Entries from a point annotation set

'''

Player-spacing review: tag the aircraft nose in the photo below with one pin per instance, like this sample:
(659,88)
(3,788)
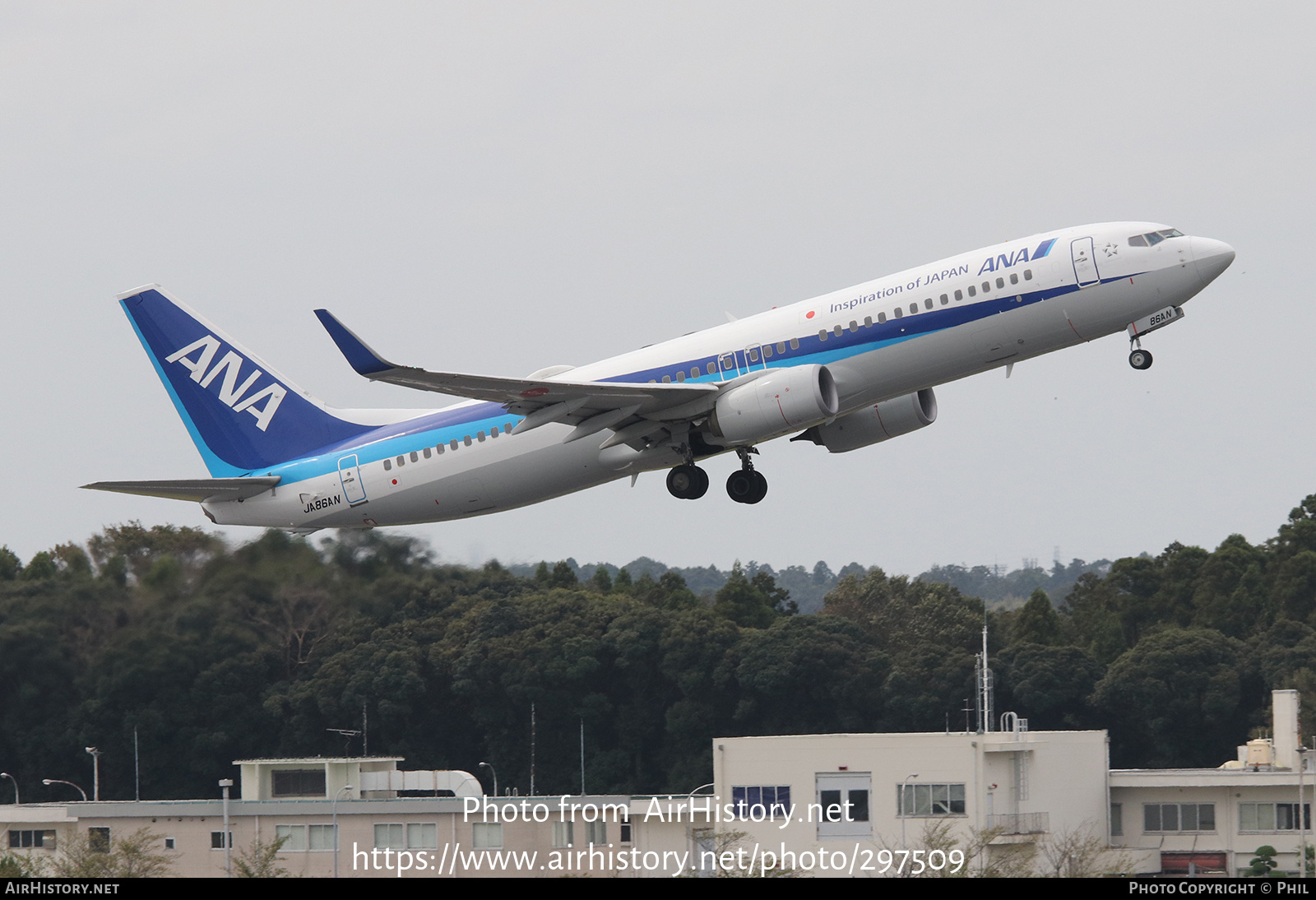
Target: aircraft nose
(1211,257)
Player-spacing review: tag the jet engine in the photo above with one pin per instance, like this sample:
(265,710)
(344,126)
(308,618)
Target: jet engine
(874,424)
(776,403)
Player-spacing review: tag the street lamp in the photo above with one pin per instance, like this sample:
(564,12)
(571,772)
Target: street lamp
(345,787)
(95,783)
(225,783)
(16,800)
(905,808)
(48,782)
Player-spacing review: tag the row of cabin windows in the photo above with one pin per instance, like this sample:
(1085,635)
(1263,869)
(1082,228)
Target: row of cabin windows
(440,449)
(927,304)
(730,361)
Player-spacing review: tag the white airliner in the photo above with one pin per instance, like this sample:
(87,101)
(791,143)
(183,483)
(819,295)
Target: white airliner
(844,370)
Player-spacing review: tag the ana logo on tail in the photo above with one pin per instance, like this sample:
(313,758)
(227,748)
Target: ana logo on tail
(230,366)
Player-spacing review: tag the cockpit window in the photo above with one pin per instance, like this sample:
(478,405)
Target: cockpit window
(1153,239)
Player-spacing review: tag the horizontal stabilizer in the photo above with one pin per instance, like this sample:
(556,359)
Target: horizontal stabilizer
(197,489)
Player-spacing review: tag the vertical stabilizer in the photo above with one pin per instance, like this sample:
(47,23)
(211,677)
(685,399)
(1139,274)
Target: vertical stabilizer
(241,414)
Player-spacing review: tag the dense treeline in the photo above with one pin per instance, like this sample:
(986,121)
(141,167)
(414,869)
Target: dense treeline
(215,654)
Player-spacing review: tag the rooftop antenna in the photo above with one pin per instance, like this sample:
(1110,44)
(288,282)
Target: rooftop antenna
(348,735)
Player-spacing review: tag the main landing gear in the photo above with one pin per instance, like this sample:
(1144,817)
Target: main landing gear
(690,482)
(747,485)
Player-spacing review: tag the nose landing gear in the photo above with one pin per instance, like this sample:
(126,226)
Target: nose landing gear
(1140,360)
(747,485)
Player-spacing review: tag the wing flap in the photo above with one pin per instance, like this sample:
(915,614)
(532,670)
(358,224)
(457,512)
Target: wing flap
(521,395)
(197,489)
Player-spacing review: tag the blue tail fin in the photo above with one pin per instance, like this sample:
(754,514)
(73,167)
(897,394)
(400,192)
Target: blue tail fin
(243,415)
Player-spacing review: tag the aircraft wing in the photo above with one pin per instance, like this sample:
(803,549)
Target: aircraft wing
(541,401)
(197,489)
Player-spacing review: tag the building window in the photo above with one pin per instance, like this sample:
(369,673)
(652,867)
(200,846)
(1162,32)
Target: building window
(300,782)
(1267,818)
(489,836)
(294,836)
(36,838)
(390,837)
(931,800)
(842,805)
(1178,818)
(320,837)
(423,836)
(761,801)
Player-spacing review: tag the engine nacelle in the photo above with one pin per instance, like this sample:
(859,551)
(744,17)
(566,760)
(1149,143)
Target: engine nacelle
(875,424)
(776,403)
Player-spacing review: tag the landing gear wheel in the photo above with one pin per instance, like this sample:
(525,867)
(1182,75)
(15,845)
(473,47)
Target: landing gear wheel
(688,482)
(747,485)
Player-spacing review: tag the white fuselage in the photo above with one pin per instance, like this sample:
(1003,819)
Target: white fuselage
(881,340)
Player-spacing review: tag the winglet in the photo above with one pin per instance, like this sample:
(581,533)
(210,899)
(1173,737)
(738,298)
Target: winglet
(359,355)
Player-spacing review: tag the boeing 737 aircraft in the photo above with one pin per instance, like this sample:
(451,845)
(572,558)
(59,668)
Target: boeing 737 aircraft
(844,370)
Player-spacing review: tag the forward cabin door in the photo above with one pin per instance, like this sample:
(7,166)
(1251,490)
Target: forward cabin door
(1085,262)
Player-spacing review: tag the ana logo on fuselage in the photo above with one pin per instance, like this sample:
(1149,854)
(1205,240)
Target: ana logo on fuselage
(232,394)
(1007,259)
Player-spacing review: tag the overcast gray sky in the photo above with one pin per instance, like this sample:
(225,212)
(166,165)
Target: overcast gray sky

'''

§ **Your instructions**
Recast every line of the rows above as a Markdown table with the columns "No." and "Line," numbering the lines in order and skipping blank ones. Leave the pictures out.

§ **Right answer**
| No. | Line |
|---|---|
| 1 | Player-spacing review: tag the aircraft nose in the photo below with one pin per instance, like this sample: |
| 2 | (659,88) |
| 3 | (3,788) |
| 4 | Target: aircraft nose |
| 5 | (1211,257) |
| 6 | Player-spacing review: tag the jet engine in the photo above with one pin per instance, like this sample: |
| 7 | (265,710) |
| 8 | (344,126) |
| 9 | (308,618) |
| 10 | Target: jet engine |
| 11 | (874,424) |
| 12 | (776,403) |
| 13 | Player-spacing review: tag the street lamp in the photo above with one pin per instance, like this sample: |
| 14 | (564,12) |
| 15 | (571,772) |
| 16 | Target: street lamp |
| 17 | (345,787) |
| 18 | (95,783) |
| 19 | (225,783) |
| 20 | (16,800) |
| 21 | (905,808) |
| 22 | (48,782) |
| 23 | Player-spacing review: tag the row of cabin windows in the photo above with one pin per instance, like this sample: |
| 24 | (1085,635) |
| 25 | (1263,869) |
| 26 | (1082,228) |
| 27 | Target: row of cabin windows |
| 28 | (440,449) |
| 29 | (927,304) |
| 30 | (730,361) |
| 31 | Player-spacing review: tag the white airliner in the photo above with one pin per instance, like this sample: |
| 32 | (87,101) |
| 33 | (791,143) |
| 34 | (183,483) |
| 35 | (819,295) |
| 36 | Target: white airliner |
| 37 | (844,370) |
| 38 | Player-spacing review: tag the ana logo on tail in the photo above with one pin per instance, like this sample: |
| 39 | (313,758) |
| 40 | (227,748) |
| 41 | Target: ana logo on tail |
| 42 | (230,366) |
| 43 | Player-spacing review: tag the cockpit window in the photo above with one pin per instance, like this sample: |
| 44 | (478,405) |
| 45 | Target: cockpit window |
| 46 | (1153,239) |
| 47 | Player-spacing review: tag the horizontal stabilizer in the photo above with one pin per instance, like this sample: |
| 48 | (556,359) |
| 49 | Target: horizontal stabilizer |
| 50 | (197,489) |
| 51 | Player-spacing review: tag the vertical stabilizer in the photo above with one pin per instance, like this sample: |
| 52 | (47,23) |
| 53 | (211,677) |
| 54 | (685,399) |
| 55 | (1139,274) |
| 56 | Target: vertical stabilizer |
| 57 | (241,414) |
| 58 | Player-spacing review: tag the dense treeline in the photo above with one pin per instance, like this sample: |
| 59 | (986,121) |
| 60 | (141,167) |
| 61 | (414,869) |
| 62 | Target: dense treeline |
| 63 | (215,654) |
| 64 | Player-spacing review: tag the rooftop antenna in the photo above with one pin per instance, like this sample: |
| 65 | (1110,44) |
| 66 | (288,282) |
| 67 | Target: rooftop antenna |
| 68 | (348,735) |
| 69 | Player-spacing review: tag the main landing gear in the photo above with one pin per instance, like this sample: |
| 70 | (1144,817) |
| 71 | Target: main landing gear |
| 72 | (690,482) |
| 73 | (747,485) |
| 74 | Player-spacing review: tag the nose landing gear in the photo above with one pin per instance, like this sample: |
| 75 | (126,226) |
| 76 | Target: nose landing gear |
| 77 | (1140,360) |
| 78 | (747,485) |
| 79 | Player-spacing review: tag the wing flap in the photo above with one pin per instance, like this sample: |
| 80 | (915,614) |
| 81 | (532,670) |
| 82 | (358,224) |
| 83 | (457,512) |
| 84 | Target: wing flap |
| 85 | (521,395) |
| 86 | (197,489) |
| 87 | Player-spacing review: tag the blue tail fin in the photo above with one pin per instance, like this sample: |
| 88 | (754,514) |
| 89 | (73,167) |
| 90 | (897,394) |
| 91 | (400,192) |
| 92 | Target: blue tail fin |
| 93 | (243,415) |
| 94 | Player-spacing review: tag the aircraft wing in the photo above with one pin per instance, like this sample: |
| 95 | (803,549) |
| 96 | Target: aircraft wing |
| 97 | (541,401) |
| 98 | (197,489) |
| 99 | Player-spacing review: tag the building window in the photo above with one pin per instance, like this sample: |
| 100 | (369,673) |
| 101 | (652,867) |
| 102 | (200,846) |
| 103 | (1162,32) |
| 104 | Target: building window |
| 105 | (300,782) |
| 106 | (1267,818) |
| 107 | (489,836) |
| 108 | (294,836) |
| 109 | (36,838) |
| 110 | (390,837) |
| 111 | (931,800) |
| 112 | (842,805) |
| 113 | (1178,818) |
| 114 | (320,837) |
| 115 | (423,836) |
| 116 | (761,801) |
| 117 | Player-spacing review: tag the engine nacelle in the photo above with one pin per instance, like this sample: |
| 118 | (859,551) |
| 119 | (744,17) |
| 120 | (566,760) |
| 121 | (1149,143) |
| 122 | Target: engine nacelle |
| 123 | (875,424) |
| 124 | (776,403) |
| 125 | Player-spacing review: tag the landing gear wheel in the photo above with one pin per instance, like this sample: |
| 126 | (525,867) |
| 127 | (1182,75) |
| 128 | (15,845) |
| 129 | (473,47) |
| 130 | Target: landing gear wheel |
| 131 | (688,482) |
| 132 | (747,485) |
| 133 | Player-spacing review: tag the white fuselage in the photo above with one pin per instance, like this sample: |
| 134 | (1003,819) |
| 135 | Target: white fuselage |
| 136 | (881,340) |
| 137 | Player-spacing review: tag the winglet in the photo above with one pin per instance, like this sample: |
| 138 | (581,533) |
| 139 | (210,899) |
| 140 | (1173,737) |
| 141 | (738,298) |
| 142 | Target: winglet |
| 143 | (359,355) |
| 144 | Player-spacing review: tag the boeing 737 aircraft in the photo above with one pin per instance, like this sample: |
| 145 | (451,845) |
| 146 | (572,558) |
| 147 | (59,668) |
| 148 | Target: boeing 737 aircraft |
| 149 | (844,370) |
| 150 | Player-spacing review: tag the forward cabin door in the photo above with one pin per instance, like this sample: |
| 151 | (7,166) |
| 152 | (1251,490) |
| 153 | Target: forward cabin door |
| 154 | (1085,262) |
| 155 | Player-spacing review: tag the ana logo on fuselage in the photo above with one pin per instance, like this sample: |
| 156 | (1149,854) |
| 157 | (1205,240) |
| 158 | Target: ana logo on fuselage |
| 159 | (232,394) |
| 160 | (1007,259) |
| 161 | Player-spacing review: tag the overcast gray sky in the photo above with one pin per instance, like this sample: |
| 162 | (225,212) |
| 163 | (166,165) |
| 164 | Target: overcast gray sky |